**Document passage**
↓↓↓

Schwann cells are a kind of glia found in the peripheral nervous system. Each Schwann cell wraps around the axon of a particular neuron in the peripheral nervous system. The fatty cell membranes of the Schwann cells are an electrical insulator. This fatty insulation slows down the dissipation of the electrical charge of the nerve impulse and therefore speeds up the impulse. Axons are myelinated, but dendrites are not. Myelination occurs after neurons form synapses. Myelination is mostly completed by late adolescence. Invertebrates do not have myelin, so their nerve impulses travel more slowly. The earliest vertebrates, jawless fish such as lampreys and hagfish, do not have myelin, but higher vertebrates do.

Oligodendrocytes

Oligodendrocytes sheath axons in the central nervous system (brain and spinal chord). Unlike a Schwann cell, which will wrap only a single neuron, a single oligodendrocyte cell will wrap axons from many different neurons. This is how myelination differs between the central nervous system and the peripheral nervous system. Axons release ATP when they fire, and myelinating glia detect it. Babies who suffer oxygen deprivation during birth develop periventricular leukomalacia (PVL), the loss of oligodendrocytes. Alcohol during pregnancy kills the fetal brain cells that would otherwise differentiate into oligodendrocytes. Multiple sclerosis is an autoimmune disease where the immune system mistakenly targets the oligodendrocytes.

Astrocytes

Astrocytes regulate the number of synapses and their strength in the CNS. Schwann cells perform a similar function for the synapses between neurons and muscle cells. Astrocytes absorb excess potassium ions. Astrocytes are connected to each other by gap junctions which allow the flow of ions from one cell into another. Astrocytes have glutamate vesicles scattered throughout their cell body, and they release glutamate in response to calcium ions. Glial-derived neurotrophic factor (GDNF) is produced by astrocytes and has shown to help preserve the lives of the dopamine-producing neurons in the substantia nigra that die in Parkinson’s patients.

↑↑↑

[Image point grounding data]
↓↓↓

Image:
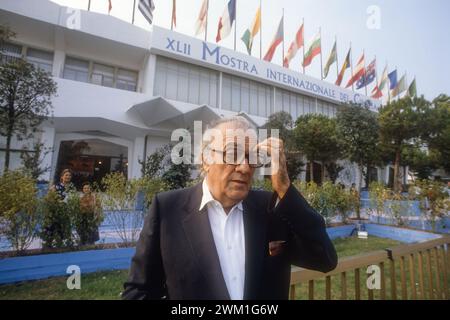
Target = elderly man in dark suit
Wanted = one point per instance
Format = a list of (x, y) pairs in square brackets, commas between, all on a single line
[(222, 240)]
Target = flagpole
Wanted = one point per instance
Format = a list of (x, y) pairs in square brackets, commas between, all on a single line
[(376, 73), (171, 22), (321, 54), (282, 60), (337, 58), (351, 65), (365, 72), (235, 24), (406, 81), (206, 27), (303, 35), (260, 30), (134, 11)]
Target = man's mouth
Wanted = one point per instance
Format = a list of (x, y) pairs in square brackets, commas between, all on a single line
[(240, 182)]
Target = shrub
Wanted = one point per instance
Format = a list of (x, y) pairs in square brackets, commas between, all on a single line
[(329, 200), (434, 200), (56, 221), (87, 218), (18, 209), (120, 198)]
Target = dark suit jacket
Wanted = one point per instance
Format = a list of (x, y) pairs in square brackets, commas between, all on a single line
[(176, 256)]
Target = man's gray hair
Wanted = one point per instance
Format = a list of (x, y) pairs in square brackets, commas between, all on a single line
[(237, 122)]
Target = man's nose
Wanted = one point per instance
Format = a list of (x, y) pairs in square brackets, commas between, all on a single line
[(244, 167)]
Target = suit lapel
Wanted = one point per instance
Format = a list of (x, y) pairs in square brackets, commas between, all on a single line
[(198, 231), (255, 244)]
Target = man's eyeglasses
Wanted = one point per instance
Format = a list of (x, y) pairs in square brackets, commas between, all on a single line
[(255, 159)]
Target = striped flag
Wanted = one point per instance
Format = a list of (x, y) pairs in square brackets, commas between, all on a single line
[(146, 7), (369, 75), (174, 14), (401, 87), (279, 37), (412, 90), (392, 79), (315, 48), (358, 73), (296, 45), (250, 34), (226, 21), (200, 25), (377, 92), (345, 66), (332, 59)]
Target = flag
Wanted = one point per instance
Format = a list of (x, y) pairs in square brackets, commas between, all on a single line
[(377, 92), (226, 21), (174, 13), (314, 50), (331, 59), (358, 72), (249, 34), (392, 80), (279, 37), (369, 75), (345, 66), (294, 47), (401, 87), (146, 7), (200, 25), (412, 90)]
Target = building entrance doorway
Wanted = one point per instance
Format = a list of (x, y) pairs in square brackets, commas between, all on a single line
[(91, 160)]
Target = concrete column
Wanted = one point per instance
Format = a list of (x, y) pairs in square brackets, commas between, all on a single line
[(59, 55), (134, 168), (48, 140), (147, 77)]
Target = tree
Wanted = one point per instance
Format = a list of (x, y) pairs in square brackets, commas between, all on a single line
[(316, 137), (5, 35), (32, 160), (358, 131), (25, 101), (283, 122), (437, 135), (158, 165), (401, 122)]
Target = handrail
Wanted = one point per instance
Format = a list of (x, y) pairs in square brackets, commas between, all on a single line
[(423, 263)]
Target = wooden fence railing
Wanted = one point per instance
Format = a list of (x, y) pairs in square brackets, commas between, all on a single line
[(411, 271)]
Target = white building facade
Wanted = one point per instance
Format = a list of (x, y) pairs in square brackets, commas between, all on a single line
[(122, 90)]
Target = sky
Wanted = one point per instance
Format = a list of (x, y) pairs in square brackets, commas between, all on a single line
[(410, 35)]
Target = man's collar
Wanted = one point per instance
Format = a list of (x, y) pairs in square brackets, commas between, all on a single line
[(208, 198)]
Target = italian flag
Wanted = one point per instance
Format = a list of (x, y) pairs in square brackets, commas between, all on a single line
[(294, 47), (250, 34), (345, 66), (359, 72), (200, 24), (377, 92), (226, 21), (315, 48), (279, 38)]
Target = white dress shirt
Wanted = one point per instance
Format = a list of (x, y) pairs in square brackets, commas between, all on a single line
[(229, 238)]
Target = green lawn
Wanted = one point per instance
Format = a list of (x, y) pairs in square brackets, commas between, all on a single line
[(108, 285)]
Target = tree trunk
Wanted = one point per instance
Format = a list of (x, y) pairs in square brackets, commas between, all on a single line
[(323, 172), (7, 151), (358, 212), (397, 185)]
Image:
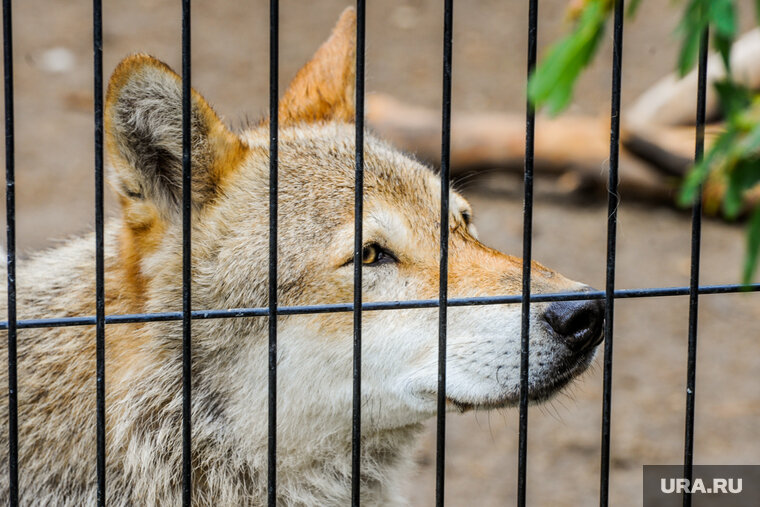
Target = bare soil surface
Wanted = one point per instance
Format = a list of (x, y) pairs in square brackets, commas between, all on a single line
[(54, 160)]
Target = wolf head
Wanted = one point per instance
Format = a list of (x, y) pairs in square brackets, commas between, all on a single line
[(230, 220)]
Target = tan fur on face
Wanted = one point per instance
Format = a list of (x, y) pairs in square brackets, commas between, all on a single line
[(323, 90)]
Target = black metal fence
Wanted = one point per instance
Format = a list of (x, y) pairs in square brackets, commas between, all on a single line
[(610, 294)]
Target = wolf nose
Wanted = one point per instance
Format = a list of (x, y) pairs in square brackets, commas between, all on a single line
[(577, 323)]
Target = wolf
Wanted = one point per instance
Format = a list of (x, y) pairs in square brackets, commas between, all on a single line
[(230, 217)]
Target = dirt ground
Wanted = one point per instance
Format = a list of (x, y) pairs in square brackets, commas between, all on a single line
[(54, 160)]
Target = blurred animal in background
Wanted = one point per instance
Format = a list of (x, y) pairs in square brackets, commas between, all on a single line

↑↑↑

**Task objective**
Continue the passage on glial cells, beginning immediately after its final sentence.

**Exercise response**
Oxytocin

A kind of neurosecretory cell in the hypothalamus called the magnocellular neuron produces the peptide hormone oxytocin and releases it into the bloodstream. Oxytocin manages smooth-muscle contraction during labor and lactation. Astrocyte glial cells regulate these oxytocin-producing neurosecretory cells.

Microglia

Microglia are the immune cells of the brain. They are needed because the white blood cells in the bloodstream cannot cross the blood-brain barrier. Microglia help repair damaged neurons. Fractalkine is a cytokine which damaged neurons release and which attracts microglia cells that help heal the injury.

Radial Glia

While the baby is in the womb, the radial glia provide a scaffolding for infant neurons to crawl up on. Each radial glial cell extends from the base of the brain to the top of the brain. Some of these radial glial cells later transform into astrocytes.

NG2 cells are a recently discovered type of glial cell. NG2 cells have stem-cell properties, can differentiate into neurons, and resemble immature oligodendrocytes. NG2 glia divide after stroke and brain injury.

Growth Cones

Axons have a growth cone that helps them repair broken connections. But this growth cone will collapse in the presence of several inhibitory proteins: myelin-associated glycoprotein (MAG), oligodendrocyte-myelin glycoprotein (OMgp), and the Nogo protein.  Researchers are trying to find drugs that will bind and inhibit these proteins, so that severed nerves can repair themselves. Fish and salamanders do not have the Nogo protein, but frogs do.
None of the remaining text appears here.